PROBLEM TO SOLVE -
The data must be returned exactly. No line may be left out.

Stored records:

-*-*-

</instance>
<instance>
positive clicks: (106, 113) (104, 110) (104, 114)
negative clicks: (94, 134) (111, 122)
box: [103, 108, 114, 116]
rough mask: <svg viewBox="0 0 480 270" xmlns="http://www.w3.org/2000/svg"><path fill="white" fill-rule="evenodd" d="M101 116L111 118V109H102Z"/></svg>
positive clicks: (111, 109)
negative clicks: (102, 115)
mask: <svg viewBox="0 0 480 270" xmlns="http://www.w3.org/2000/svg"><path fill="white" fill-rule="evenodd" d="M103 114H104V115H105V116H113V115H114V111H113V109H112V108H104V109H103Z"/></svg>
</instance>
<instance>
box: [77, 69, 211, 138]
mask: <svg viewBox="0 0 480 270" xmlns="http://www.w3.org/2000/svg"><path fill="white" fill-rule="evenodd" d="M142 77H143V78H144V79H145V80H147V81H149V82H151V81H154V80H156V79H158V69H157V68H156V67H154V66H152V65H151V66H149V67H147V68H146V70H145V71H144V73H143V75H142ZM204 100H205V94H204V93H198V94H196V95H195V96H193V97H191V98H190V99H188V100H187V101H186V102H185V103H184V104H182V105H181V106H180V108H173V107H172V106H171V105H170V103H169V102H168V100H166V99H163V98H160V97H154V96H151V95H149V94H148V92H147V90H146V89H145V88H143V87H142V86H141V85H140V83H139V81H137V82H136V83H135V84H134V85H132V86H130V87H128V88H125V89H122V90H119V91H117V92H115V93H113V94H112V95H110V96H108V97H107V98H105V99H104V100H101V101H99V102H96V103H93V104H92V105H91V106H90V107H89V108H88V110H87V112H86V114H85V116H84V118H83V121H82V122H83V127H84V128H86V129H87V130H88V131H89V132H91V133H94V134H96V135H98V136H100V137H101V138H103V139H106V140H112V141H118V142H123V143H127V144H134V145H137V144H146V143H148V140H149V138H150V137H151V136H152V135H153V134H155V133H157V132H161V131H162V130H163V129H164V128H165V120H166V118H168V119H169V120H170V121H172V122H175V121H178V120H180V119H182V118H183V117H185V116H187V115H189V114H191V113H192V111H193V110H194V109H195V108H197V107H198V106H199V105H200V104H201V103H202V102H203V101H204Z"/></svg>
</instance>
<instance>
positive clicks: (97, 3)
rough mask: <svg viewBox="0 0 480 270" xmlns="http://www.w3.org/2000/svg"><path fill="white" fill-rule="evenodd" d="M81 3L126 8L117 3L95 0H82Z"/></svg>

-*-*-

RESPONSE TO THE TASK -
</instance>
<instance>
positive clicks: (106, 113) (104, 110) (104, 114)
negative clicks: (94, 134) (111, 122)
box: [103, 108, 114, 116]
rough mask: <svg viewBox="0 0 480 270" xmlns="http://www.w3.org/2000/svg"><path fill="white" fill-rule="evenodd" d="M101 116L111 118V109H102Z"/></svg>
positive clicks: (111, 109)
negative clicks: (102, 115)
mask: <svg viewBox="0 0 480 270" xmlns="http://www.w3.org/2000/svg"><path fill="white" fill-rule="evenodd" d="M103 114H104V115H105V116H113V115H114V111H113V109H112V108H104V109H103Z"/></svg>
</instance>
<instance>
box: [77, 69, 211, 138]
mask: <svg viewBox="0 0 480 270" xmlns="http://www.w3.org/2000/svg"><path fill="white" fill-rule="evenodd" d="M142 77H143V78H144V79H145V80H147V81H149V82H151V81H154V80H156V79H158V69H157V68H156V67H154V66H152V65H151V66H149V67H147V68H146V70H145V71H144V73H143V75H142ZM204 100H205V94H204V93H198V94H196V95H195V96H193V97H191V98H190V99H188V100H187V101H186V102H185V103H184V104H182V105H181V106H180V108H173V107H172V106H171V105H170V103H169V102H168V100H166V99H163V98H160V97H154V96H151V95H149V94H148V92H147V90H146V89H145V88H143V87H142V86H141V85H140V83H139V81H137V82H136V83H135V84H134V85H132V86H130V87H128V88H125V89H122V90H119V91H117V92H115V93H113V94H112V95H110V96H108V97H107V98H105V99H104V100H101V101H99V102H96V103H93V104H92V105H91V106H90V107H89V108H88V110H87V112H86V114H85V116H84V118H83V121H82V122H83V127H84V128H86V129H87V130H88V131H89V132H91V133H94V134H96V135H98V136H100V137H101V138H103V139H106V140H112V141H118V142H123V143H127V144H134V145H137V144H146V143H148V140H149V138H150V137H151V136H152V135H153V134H155V133H157V132H161V131H162V130H163V129H164V128H165V120H166V118H168V119H169V120H170V121H172V122H175V121H178V120H180V119H182V118H183V117H185V116H187V115H189V114H191V113H192V111H193V110H194V109H195V108H197V107H198V106H199V105H200V104H201V103H202V102H203V101H204Z"/></svg>
</instance>
<instance>
positive clicks: (97, 3)
rough mask: <svg viewBox="0 0 480 270" xmlns="http://www.w3.org/2000/svg"><path fill="white" fill-rule="evenodd" d="M81 3L126 8L117 3L95 0H82Z"/></svg>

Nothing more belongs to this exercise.